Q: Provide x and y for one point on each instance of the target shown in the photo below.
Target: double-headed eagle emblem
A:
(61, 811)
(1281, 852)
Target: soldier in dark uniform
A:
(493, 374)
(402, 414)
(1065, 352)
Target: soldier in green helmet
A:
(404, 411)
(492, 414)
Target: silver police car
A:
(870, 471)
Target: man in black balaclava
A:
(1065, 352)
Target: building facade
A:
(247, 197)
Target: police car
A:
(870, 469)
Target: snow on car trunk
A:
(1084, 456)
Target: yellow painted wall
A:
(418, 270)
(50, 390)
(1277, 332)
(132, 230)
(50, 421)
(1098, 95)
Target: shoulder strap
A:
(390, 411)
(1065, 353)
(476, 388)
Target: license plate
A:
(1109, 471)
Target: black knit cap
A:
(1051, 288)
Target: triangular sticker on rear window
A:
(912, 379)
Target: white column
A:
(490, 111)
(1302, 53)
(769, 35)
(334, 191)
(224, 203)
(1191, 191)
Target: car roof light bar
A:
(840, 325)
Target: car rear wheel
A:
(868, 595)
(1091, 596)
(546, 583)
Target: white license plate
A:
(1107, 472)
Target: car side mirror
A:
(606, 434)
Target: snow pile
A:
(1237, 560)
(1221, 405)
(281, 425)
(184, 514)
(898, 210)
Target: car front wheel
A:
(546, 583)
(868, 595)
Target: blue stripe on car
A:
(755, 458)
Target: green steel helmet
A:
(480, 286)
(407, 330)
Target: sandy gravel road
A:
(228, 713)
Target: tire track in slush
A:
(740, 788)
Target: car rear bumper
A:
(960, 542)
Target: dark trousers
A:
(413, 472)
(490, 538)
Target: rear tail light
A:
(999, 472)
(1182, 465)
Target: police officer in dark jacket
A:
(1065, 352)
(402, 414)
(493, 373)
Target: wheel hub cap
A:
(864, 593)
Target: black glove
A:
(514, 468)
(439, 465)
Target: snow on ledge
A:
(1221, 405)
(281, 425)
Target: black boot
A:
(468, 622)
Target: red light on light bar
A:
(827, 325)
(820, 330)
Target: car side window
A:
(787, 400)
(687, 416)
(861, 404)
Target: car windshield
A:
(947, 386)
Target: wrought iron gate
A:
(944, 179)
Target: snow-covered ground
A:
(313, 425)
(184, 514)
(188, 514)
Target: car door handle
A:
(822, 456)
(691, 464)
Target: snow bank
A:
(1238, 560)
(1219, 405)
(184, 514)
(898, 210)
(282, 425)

* * * * *

*Written request*.
Please repeat, without any changes, the part of the data that opens with its first line and closes with the line containing "(1182, 465)", both ends included.

*Complete answer*.
Q: Provide x and y for one point on each instance of the target shown in the photo below.
Target: double-headed eagle emblem
A:
(61, 811)
(1281, 852)
Target: soldier in dark uniform
A:
(493, 374)
(402, 414)
(1065, 352)
Target: soldier in green helmet
A:
(404, 411)
(492, 414)
Target: silver police car
A:
(870, 471)
Target: man in black balaclava
A:
(1065, 352)
Target: building facade
A:
(247, 197)
Target: police car
A:
(870, 469)
Target: snow on car trunk
A:
(1084, 456)
Target: yellow painted wall
A:
(418, 270)
(50, 390)
(1277, 332)
(132, 230)
(50, 421)
(1098, 95)
Target: shoulder strap
A:
(390, 411)
(1065, 353)
(476, 388)
Target: license plate
A:
(1109, 471)
Target: black knit cap
A:
(1051, 288)
Target: triangular sticker on rear window
A:
(912, 379)
Target: white column
A:
(490, 111)
(1302, 53)
(769, 35)
(334, 191)
(224, 203)
(1191, 191)
Target: car roof light bar
A:
(840, 325)
Target: car rear wheel
A:
(868, 595)
(1091, 596)
(546, 583)
Target: white license plate
A:
(1107, 472)
Target: car side mirror
A:
(606, 434)
Target: snow pile
A:
(1237, 560)
(1221, 405)
(281, 425)
(184, 514)
(898, 210)
Target: car front wheel
A:
(546, 583)
(868, 595)
Target: blue stripe on car
A:
(755, 458)
Target: green steel helmet
A:
(480, 286)
(407, 330)
Target: sandy gravel road
A:
(228, 713)
Target: tire track in slush
A:
(740, 788)
Target: car rear bumper
A:
(960, 542)
Target: dark trousers
A:
(413, 472)
(490, 538)
Target: rear tail light
A:
(999, 472)
(1182, 465)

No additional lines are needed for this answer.